───── Supplied material

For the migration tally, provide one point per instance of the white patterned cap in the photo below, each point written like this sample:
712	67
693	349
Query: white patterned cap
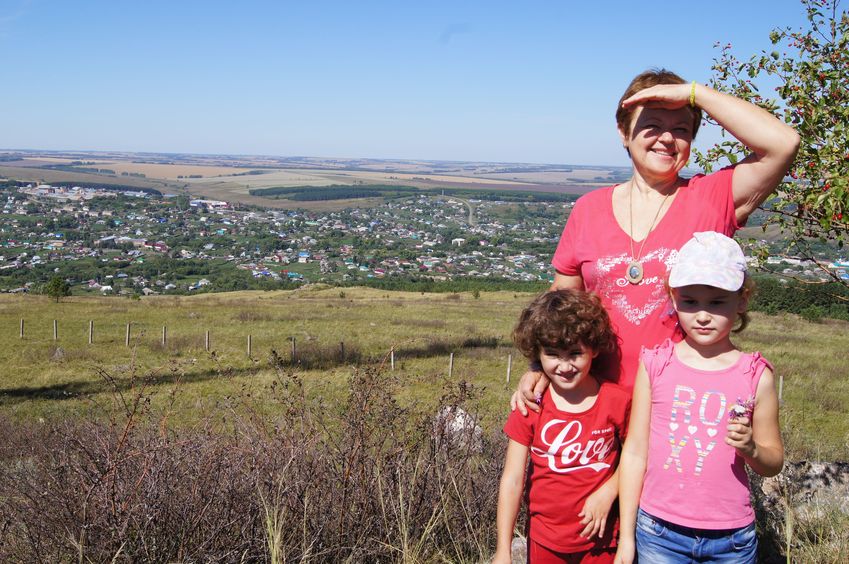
711	259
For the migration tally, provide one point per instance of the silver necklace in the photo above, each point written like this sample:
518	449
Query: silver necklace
634	272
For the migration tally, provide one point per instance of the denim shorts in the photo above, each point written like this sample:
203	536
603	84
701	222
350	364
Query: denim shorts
661	542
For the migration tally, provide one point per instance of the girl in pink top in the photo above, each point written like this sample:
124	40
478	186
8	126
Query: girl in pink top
701	411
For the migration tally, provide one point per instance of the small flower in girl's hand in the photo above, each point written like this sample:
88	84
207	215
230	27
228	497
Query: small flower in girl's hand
742	409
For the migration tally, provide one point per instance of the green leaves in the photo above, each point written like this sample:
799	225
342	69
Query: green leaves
810	67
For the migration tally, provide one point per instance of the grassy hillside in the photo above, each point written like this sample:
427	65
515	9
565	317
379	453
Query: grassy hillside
43	378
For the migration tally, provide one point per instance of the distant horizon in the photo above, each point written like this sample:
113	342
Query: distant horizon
318	157
536	82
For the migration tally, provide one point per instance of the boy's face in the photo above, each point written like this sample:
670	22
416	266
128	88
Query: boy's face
569	368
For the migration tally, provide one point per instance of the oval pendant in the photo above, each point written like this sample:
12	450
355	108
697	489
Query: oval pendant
634	272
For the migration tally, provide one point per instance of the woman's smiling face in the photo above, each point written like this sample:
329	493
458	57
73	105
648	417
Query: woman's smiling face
659	142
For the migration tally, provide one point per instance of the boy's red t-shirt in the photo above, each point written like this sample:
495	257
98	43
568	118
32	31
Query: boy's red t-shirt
594	246
571	455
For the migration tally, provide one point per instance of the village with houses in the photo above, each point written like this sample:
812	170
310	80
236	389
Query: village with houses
105	241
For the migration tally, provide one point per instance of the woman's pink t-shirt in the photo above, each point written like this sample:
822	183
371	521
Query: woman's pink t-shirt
594	246
693	478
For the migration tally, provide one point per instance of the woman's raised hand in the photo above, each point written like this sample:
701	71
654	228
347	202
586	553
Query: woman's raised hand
666	96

──────────

What this task involves: Each record should be printed again precisely, though not its pictures.

Final answer:
For the migration tally, provide one point per instance of the white patterned cap in the photo below, each point written like this sample:
712	67
693	349
Query: white patterned cap
711	259
For the migration tally, provide one point per instance of the silver necklace in the photo above, each point written like this sample:
518	449
Query: silver necklace
634	272
For the migration tally, provide one point per instance of the denim shorts in the photo above, each point written like this sample:
203	536
603	84
701	222
350	364
Query: denim shorts
661	542
For the migration tally, provide one point per instance of the girl in pink top in the photo above, each point written like this sample:
124	40
478	186
8	126
Query: girl in pink top
701	411
For the migration tally, provide one point per instance of the small flower in girl's hand in the photo above, each point written like this sample:
88	84
207	215
230	27
228	497
Query: small flower in girl's hand
742	409
For the migration tally, provide one point per instance of the green leaves in the photo above, each point written like this sample:
799	225
342	69
Query: green leaves
810	67
For the migration tally, provide one point per instance of the grassy hillside in the photo above, each point written like this sample:
427	65
515	9
565	317
379	453
Query: grassy hillside
43	378
For the migration tally, provide one point per instance of the distant horizon in the photo above, each point written like this sample:
113	342
Query: distant horizon
318	157
536	82
For the migration tally, provide one point per instance of the boy's face in the photo above, each point written like this sample:
670	22
416	266
128	88
Query: boy's face
569	368
For the migration tally, provide one point per instance of the oval pendant in the photo above, each point written like this sample:
12	450
355	108
697	489
Query: oval pendant
634	272
For the migration tally, provide one point per instance of the woman's smiling face in the photo above, each point written like this sample:
329	493
458	57
73	105
648	417
Query: woman's smiling face
659	142
For the migration tally, provide one point per instance of the boy's red t-shirt in the photo above, each point written like this sample:
495	257
98	43
568	118
32	31
Query: boy's red t-shirt
594	246
571	455
For the migration tally, provide one point per instance of the village with houses in the photo above, each point written like this sample:
812	170
310	80
236	389
Query: village with houses
105	241
For the migration tally, provide one point per instance of the woman's pink t-shirt in the photo above, each point written like this sample:
822	183
371	521
Query: woman's pink t-shirt
594	246
693	478
For the migration tally, provide one point per instance of the woman's raised hand in the photo above, each point written like this sample:
701	71
654	228
347	202
586	553
Query: woman's raised hand
666	96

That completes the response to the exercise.